Instructions to follow —
Could you reproduce, from the records below, everything from the line with "Target: red brick building" down to the line with "Target: window", keeping both of those lines and changing nothing?

Available data —
□ □ □ □ □
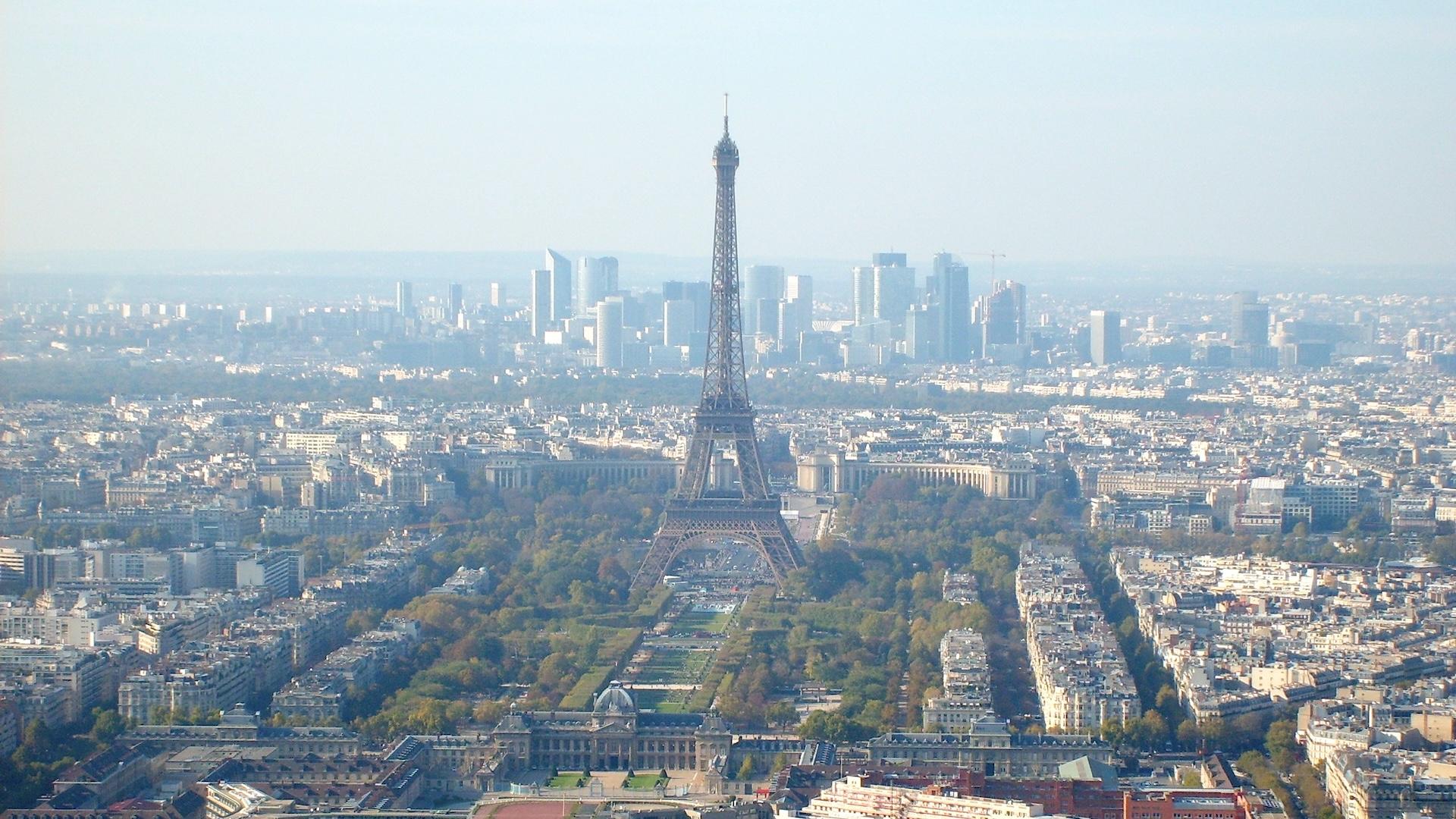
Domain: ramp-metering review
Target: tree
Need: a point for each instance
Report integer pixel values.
□ □ □ □ □
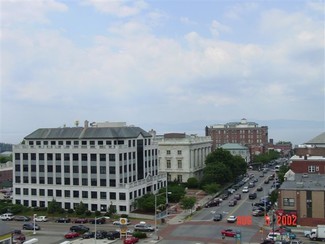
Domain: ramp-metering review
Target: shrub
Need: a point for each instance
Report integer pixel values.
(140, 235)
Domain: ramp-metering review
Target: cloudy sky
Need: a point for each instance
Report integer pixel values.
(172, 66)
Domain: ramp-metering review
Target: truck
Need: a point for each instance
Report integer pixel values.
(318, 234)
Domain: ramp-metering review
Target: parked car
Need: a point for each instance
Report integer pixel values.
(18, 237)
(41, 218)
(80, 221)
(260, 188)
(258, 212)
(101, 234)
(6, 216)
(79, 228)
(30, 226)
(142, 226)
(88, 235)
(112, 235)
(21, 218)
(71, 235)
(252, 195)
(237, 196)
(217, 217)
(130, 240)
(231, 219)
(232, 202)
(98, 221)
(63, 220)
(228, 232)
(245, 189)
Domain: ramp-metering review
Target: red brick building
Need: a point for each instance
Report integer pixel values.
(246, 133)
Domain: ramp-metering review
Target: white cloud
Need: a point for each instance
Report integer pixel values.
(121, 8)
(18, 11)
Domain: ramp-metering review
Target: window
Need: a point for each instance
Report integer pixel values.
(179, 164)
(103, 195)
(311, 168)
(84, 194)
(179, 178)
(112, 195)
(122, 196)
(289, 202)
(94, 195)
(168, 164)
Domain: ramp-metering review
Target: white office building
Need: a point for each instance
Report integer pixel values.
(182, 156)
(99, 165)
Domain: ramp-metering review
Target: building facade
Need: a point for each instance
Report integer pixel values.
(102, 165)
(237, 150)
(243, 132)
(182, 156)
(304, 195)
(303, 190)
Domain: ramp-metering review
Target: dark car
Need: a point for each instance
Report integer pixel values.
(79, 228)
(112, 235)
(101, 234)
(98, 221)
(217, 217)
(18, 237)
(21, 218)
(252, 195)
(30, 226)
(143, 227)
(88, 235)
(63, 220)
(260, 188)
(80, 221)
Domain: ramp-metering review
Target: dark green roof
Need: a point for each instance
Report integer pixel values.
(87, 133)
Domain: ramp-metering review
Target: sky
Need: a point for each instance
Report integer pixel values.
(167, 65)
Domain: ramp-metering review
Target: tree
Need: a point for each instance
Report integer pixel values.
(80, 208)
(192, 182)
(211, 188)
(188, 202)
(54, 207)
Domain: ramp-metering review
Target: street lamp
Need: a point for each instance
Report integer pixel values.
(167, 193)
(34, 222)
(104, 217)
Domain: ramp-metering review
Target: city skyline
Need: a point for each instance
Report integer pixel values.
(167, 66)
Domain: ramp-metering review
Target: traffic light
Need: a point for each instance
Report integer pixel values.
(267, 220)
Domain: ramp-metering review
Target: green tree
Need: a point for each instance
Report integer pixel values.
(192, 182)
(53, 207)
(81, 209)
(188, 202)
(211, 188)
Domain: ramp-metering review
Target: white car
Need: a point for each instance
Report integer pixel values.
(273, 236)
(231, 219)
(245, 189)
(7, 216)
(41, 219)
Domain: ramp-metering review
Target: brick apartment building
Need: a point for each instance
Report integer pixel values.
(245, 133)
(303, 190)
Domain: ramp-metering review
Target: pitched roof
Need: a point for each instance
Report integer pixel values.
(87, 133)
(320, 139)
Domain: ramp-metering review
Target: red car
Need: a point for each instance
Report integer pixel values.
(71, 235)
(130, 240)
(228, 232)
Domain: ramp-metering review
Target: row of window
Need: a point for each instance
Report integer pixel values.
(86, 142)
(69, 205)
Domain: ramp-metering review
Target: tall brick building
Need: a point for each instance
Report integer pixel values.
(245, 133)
□ □ □ □ □
Output of the exercise —
Target: red brick building
Need: a point for each instance
Report integer pixel values.
(246, 133)
Domain: ramp-metering review
Target: white cloud
Need: a point for each instance
Report integer pixel values.
(121, 8)
(18, 11)
Domain: ramp-metering review
Target: window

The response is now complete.